> [SOURCE DOCUMENT]
----
= Lewis Fogle =

American man wrongly convicted in 1982 for the murder of a 15-year-old girl

Lewis "Jim" Fogle is an American man who was wrongly convicted in 1982 for the murder of a 15-year-old girl. Fogle's conviction was vacated on DNA evidence in 2015, after he was forced to spend 34 years in prison for a crime he did not commit.

In July 1975, 15-year-old Deann Katherine "Kathy" Long, of Cherry Tree, Indiana County, Pennsylvania, was raped and murdered by shooting of a firearm, in the head. In March 1981, Police arrested Fogle and alleged that he had raped and killed Long. Fogle was one of four people arrested (Lewis Fogle, his brother Dennis Fogle, Joseph Victor Receskey and John Robert Lynch) at the time in connection with the murder but Fogle was the only person to be tried. Charges against his brother were dismissed because the prosecution violated Pennsylvania's "speedy trial rules" and the cases against Receskey and Lynch were dropped for lack of evidence. There was no physical evidence presented against Fogle at the trial and the prosecution's case was primarily three inmates at the prison where Fogle was incarcerated. They said they had heard Fogle admit to the crime. In 1982, Fogle was convicted of second degree murder and sentenced to life in prison without parole. He continued to claim he was innocent and refused to admit to the crimes he was alleged to have committed. Fogle contacted the Innocence Project, who agreed to examine his case. Lawyers for the Innocence Project were able to get semen found on the victim's body tested for DNA, but it did not match Fogle's, which eventually led to his being released from jail and the subsequent dismissal of charges.
----
> [SUPPLIED RECORDS]
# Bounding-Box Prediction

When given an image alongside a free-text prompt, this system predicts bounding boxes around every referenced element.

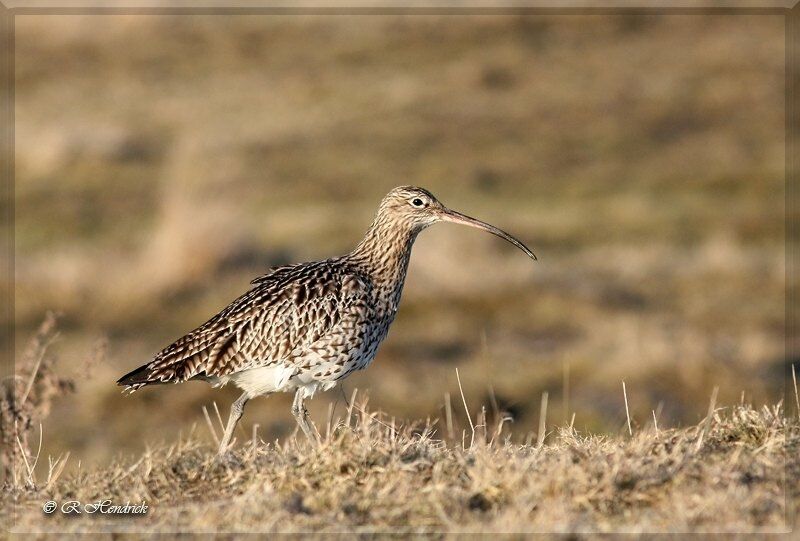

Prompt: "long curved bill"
[442,208,537,261]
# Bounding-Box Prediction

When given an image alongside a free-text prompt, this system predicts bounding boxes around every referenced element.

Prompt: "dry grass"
[3,15,800,532]
[5,390,800,533]
[7,15,793,463]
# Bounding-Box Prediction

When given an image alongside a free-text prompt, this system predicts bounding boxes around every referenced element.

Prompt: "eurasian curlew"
[117,186,536,454]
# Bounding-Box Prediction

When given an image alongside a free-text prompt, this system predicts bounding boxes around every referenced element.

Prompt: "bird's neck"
[350,216,419,294]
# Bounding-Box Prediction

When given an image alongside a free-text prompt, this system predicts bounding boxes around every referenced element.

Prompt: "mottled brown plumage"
[117,186,536,453]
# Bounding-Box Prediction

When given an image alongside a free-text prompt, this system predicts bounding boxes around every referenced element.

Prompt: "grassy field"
[4,396,800,534]
[0,310,800,535]
[2,10,797,531]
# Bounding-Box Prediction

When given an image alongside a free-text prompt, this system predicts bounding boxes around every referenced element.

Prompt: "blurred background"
[6,14,790,464]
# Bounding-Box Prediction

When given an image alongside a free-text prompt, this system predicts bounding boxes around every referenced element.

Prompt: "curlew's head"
[376,186,536,260]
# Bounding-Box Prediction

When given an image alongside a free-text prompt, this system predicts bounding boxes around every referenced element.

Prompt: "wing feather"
[117,260,372,390]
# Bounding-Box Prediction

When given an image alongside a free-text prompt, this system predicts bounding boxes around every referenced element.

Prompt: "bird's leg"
[292,388,319,445]
[217,393,250,456]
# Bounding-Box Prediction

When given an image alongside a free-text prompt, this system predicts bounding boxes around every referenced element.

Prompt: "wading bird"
[117,186,536,455]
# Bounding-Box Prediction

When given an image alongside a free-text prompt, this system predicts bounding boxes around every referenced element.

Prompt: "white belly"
[208,365,336,398]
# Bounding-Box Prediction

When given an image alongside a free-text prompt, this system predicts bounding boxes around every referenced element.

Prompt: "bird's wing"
[117,262,371,390]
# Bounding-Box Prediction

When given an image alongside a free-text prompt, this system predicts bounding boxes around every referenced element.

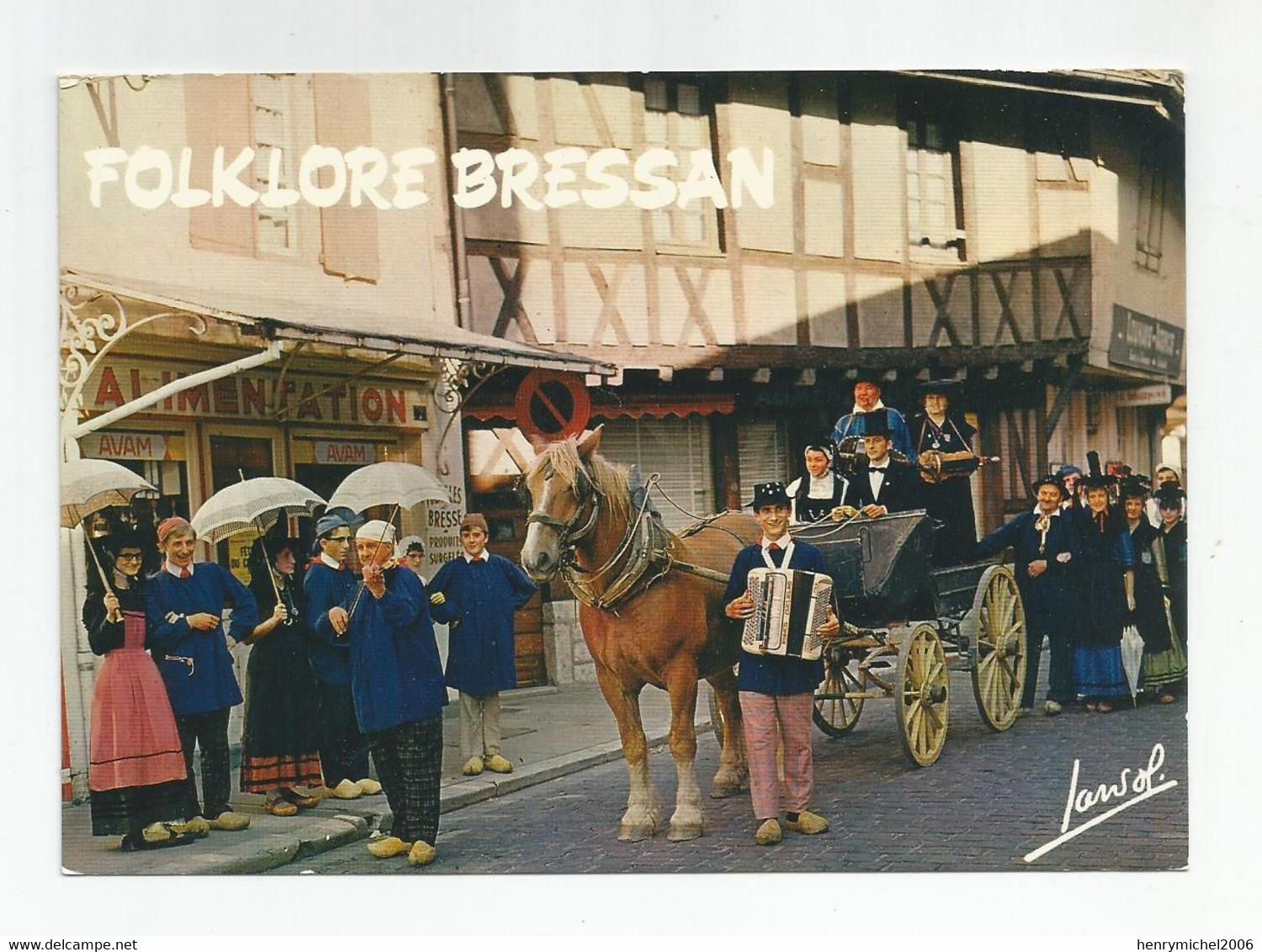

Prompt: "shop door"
[211,436,275,585]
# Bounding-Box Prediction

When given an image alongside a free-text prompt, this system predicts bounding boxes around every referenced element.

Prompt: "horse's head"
[522,427,625,583]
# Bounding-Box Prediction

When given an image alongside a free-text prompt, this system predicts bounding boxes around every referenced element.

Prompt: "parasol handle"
[346,503,399,621]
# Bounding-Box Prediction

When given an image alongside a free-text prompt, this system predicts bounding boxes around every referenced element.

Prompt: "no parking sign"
[514,371,592,440]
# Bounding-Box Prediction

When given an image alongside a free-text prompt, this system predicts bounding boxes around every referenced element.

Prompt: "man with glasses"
[303,515,381,800]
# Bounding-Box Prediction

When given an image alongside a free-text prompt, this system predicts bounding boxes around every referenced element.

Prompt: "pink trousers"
[741,691,814,820]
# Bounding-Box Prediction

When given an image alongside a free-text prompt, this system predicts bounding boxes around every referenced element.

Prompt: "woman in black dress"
[1072,452,1136,714]
[909,379,981,565]
[1121,479,1188,704]
[241,538,325,816]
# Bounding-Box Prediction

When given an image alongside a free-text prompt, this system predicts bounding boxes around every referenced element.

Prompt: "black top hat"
[860,410,890,439]
[1030,473,1065,498]
[1153,483,1188,507]
[1083,450,1113,489]
[919,377,964,399]
[746,483,790,512]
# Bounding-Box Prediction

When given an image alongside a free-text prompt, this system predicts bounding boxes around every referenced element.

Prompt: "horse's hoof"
[666,820,704,843]
[618,823,658,843]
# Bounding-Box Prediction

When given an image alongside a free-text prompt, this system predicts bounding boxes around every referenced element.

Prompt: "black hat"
----
> [PROBLEM A] According to the Lewis Fogle article, why were the charges against his brother Dennis Fogle dismissed?
> [PROBLEM B] Continue the article on Lewis Fogle from where it stops.

> [YOUR RESPONSE A] They were dismissed because the prosecution violated Pennsylvania's "speedy trial rules."

> [YOUR RESPONSE B]
The local District Attorney Patrick Dougherty joined in the motion by the Innocence Project lawyers to vacate his conviction and a Senior Judge vacated Fogle's conviction. In August 2015, at the age of 63, Fogle was finally released from prison after serving 34 years in jail. Of the other original suspects, Receskey died in 2010, Lynch's whereabouts were unknown and Dennis Fogle was sentenced in 2010 to 5 to 10 years in jail for sexually molesting a 15-year-old boy. Dougherty said he would try to get DNA samples from Dennis Fogle and Lynch.

Lewis Fogle was interviewed in 2021 by WPXI. He talks about his experiences after release and help he has received from the Innocence Project. Fogle also filed a lawsuit against 17 parties, including the Indiana County District Attorney’s Office, Indiana County and Pennsylvania State Police.